AIM
Format every line of the records below as a numbered list, leaving out any blank lines.

EXERCISE MATERIAL

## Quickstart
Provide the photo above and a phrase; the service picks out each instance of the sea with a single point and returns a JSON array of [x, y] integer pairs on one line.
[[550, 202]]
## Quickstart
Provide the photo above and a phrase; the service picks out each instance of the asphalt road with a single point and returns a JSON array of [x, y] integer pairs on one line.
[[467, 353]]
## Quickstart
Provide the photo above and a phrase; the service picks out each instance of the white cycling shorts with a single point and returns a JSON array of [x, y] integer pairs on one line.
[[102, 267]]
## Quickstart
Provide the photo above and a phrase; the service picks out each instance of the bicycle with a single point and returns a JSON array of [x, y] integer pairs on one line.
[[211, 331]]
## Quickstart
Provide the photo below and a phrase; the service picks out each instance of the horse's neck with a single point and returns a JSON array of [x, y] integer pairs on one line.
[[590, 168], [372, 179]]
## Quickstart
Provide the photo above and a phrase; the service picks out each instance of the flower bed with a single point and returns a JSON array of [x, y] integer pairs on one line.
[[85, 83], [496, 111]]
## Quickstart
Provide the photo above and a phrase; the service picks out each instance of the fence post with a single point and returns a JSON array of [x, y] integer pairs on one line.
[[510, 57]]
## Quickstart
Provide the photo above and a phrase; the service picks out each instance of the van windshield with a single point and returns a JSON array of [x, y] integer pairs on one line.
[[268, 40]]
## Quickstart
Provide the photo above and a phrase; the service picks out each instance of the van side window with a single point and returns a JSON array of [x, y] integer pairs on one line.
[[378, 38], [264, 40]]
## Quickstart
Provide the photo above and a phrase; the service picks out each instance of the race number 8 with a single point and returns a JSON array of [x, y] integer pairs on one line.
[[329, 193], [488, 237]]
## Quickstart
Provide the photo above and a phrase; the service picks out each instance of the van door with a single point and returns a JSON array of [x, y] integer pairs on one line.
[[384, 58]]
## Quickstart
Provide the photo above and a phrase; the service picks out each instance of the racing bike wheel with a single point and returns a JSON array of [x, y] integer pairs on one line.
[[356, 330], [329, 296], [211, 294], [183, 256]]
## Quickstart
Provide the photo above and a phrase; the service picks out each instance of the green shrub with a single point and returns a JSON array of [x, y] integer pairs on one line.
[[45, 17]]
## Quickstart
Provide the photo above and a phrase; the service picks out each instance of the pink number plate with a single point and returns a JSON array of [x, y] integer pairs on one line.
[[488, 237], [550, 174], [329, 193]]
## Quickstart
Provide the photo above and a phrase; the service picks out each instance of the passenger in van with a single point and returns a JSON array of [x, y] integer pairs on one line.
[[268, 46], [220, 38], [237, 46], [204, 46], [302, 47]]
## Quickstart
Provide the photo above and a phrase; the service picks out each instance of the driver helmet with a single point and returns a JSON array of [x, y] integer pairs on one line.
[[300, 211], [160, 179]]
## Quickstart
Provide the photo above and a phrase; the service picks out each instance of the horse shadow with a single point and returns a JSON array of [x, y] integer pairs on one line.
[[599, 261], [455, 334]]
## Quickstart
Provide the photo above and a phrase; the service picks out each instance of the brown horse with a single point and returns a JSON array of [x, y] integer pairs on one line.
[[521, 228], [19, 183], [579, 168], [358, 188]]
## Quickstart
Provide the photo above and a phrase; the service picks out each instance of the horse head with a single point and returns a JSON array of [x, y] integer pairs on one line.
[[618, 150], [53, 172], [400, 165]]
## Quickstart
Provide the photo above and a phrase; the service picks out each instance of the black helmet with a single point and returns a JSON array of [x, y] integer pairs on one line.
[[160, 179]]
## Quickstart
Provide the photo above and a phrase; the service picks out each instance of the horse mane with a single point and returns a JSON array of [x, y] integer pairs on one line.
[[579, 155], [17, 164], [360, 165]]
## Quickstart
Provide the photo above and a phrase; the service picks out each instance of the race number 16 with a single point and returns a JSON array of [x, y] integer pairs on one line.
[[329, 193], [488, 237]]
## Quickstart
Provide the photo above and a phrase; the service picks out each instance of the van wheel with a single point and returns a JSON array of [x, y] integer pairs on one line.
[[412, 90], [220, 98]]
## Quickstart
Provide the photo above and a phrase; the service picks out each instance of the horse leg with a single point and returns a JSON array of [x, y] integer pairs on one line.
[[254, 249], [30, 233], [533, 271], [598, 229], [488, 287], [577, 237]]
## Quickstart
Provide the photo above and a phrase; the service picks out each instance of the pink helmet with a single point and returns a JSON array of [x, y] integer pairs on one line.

SOLUTION FOR THIS TASK
1. ## Quickstart
2. Provide the photo above and a phrase; the service picks out each instance of the sea with a single point and returns a JSON array of [x, y] integer pairs on one line.
3. [[550, 202]]
4. ## Quickstart
5. Provide the photo above and a phrase; the service picks out each instance of the asphalt road with a single point and returns a JSON array of [x, y] integer pairs on one line.
6. [[467, 353]]
7. ## Quickstart
8. Provide the photo above and a phrase; the service picks out each instance of the white cycling shorts with a single point and returns a JSON array of [x, y] integer pairs on one line.
9. [[102, 267]]
10. ## Quickstart
11. Provide the photo above and a phrase; the service picks out each instance of the bicycle with a single point and returns a JSON array of [x, y] integer pairs on one line.
12. [[211, 331]]
13. ## Quickstart
14. Provide the photo below and a phrase; the service picks out each instance of the horse's neck with a single point and returns a JSON array of [x, y] integer pairs on one line.
15. [[590, 168], [372, 179]]
16. ## Quickstart
17. Provide the photo above and a phrase; the service picks out each instance of the flower bed with a single point and returns a JSON array of [x, y] integer pairs on one line.
18. [[85, 83], [496, 111]]
19. ## Quickstart
20. Provide the photo above and a phrase; the service picks out each instance of the fence post with a single point and returns a JSON array of [x, y] integer pairs on one line.
21. [[510, 57]]
22. ## Quickstart
23. Provide the photo above and a phrase; the service picks out each instance of the van windshield with a single point and returns a JSON array of [x, y] integer pairs on one line.
24. [[268, 40]]
25. ## Quickstart
26. Provide the photo above and a phrase; the service picks out each instance of the van side window with a single point and returns a JSON array of [x, y] integer pairs on one line.
27. [[378, 38], [264, 40]]
28. ## Quickstart
29. Provide the photo above and a phrase; the service picks out each instance of the race number 8 with a single point and returns a JSON array of [x, y] integer pairs on one line.
30. [[329, 193], [488, 237]]
31. ## Quickstart
32. Provide the photo above and a phrase; the service picks out each instance of the van door with a single point and returns a JSON array of [x, y] integer pairs on one line.
33. [[384, 58]]
34. ## Quickstart
35. Provide the photo above and a phrase; the service picks out each instance of the racing bike wheel with a single point and returns a JSON array of [x, y] integer pairs on one line.
36. [[356, 330], [329, 296], [211, 294], [183, 256]]
37. ## Quickstart
38. Provide the photo above and a phrase; the service picks out each instance of the green shrub with a single point and returns a JSON array of [x, y] integer pairs on one line.
39. [[45, 17]]
40. ## Quickstart
41. Provide the photo above and a phrase; the service picks out each instance of the pink number plate with a single point and returns a JSON array of [x, y] integer pairs on one line.
42. [[488, 237], [550, 174], [329, 193]]
43. ## Quickstart
44. Provide the photo above and a phrase; the service picks out each instance of the passenger in van with a single point and returns a JSON array of [x, y] integer pairs on one line.
45. [[268, 46], [220, 38], [237, 46], [204, 46], [302, 47]]
46. ## Quickstart
47. Provide the photo above and a phrase; the service picks out each instance of the driver helmet with a single point and returns a JSON array of [x, y] integer pairs on one line.
48. [[300, 211], [160, 179]]
49. ## Quickstart
50. Provide the photo above and a phrase; the service picks out each instance of the horse shadow with a single point and returns a JSON array of [x, y] integer pairs on one line.
51. [[599, 261], [455, 334]]
52. ## Quickstart
53. Provide the photo above and a phrase; the service picks out each instance of the brown horse with a single point and returns a JSON array of [x, y] integer pairs on one line.
54. [[521, 228], [19, 183], [579, 168], [358, 188]]
55. ## Quickstart
56. Provide the photo above and a phrase; the service picks out each instance of the horse head with a single point and returns a JSON array of [x, y] integer pairs on one line.
57. [[618, 150], [53, 172], [400, 165]]
58. ## Quickstart
59. Provide the photo above and a phrase; the service picks out each instance of the black helmet with a single point and returns a JSON array of [x, y] integer pairs on one line.
60. [[160, 179]]
61. ## Quickstart
62. Provide the photo above and a phrase; the service picks out each instance of the horse mane with a single point and returns a JSON array of [x, y] integer pairs on one line.
63. [[579, 155], [17, 164], [360, 165]]
64. ## Quickstart
65. Provide the photo above and a phrase; the service picks out each instance of the race number 16 with a single point and returns a JSON array of [x, y] integer pairs on one line.
66. [[329, 193], [488, 237]]
67. ## Quickstart
68. Provide the photo above and a phrase; the service picks out each instance of the van wheel with a single point and returns a JSON array of [x, y] integer pairs on one line.
69. [[412, 90], [220, 98]]
70. ## Quickstart
71. Provide the photo above and a phrase; the service picks out each instance of the horse leg with a single point and returns a JSON array of [x, y] integer pairs on one line.
72. [[254, 249], [30, 233], [533, 271], [598, 229], [488, 287], [577, 237]]
73. ## Quickstart
74. Provide the photo above and a phrase; the service picks out each instance of the pink helmet with a single point and returns a JSON array of [x, y] integer pairs on one line.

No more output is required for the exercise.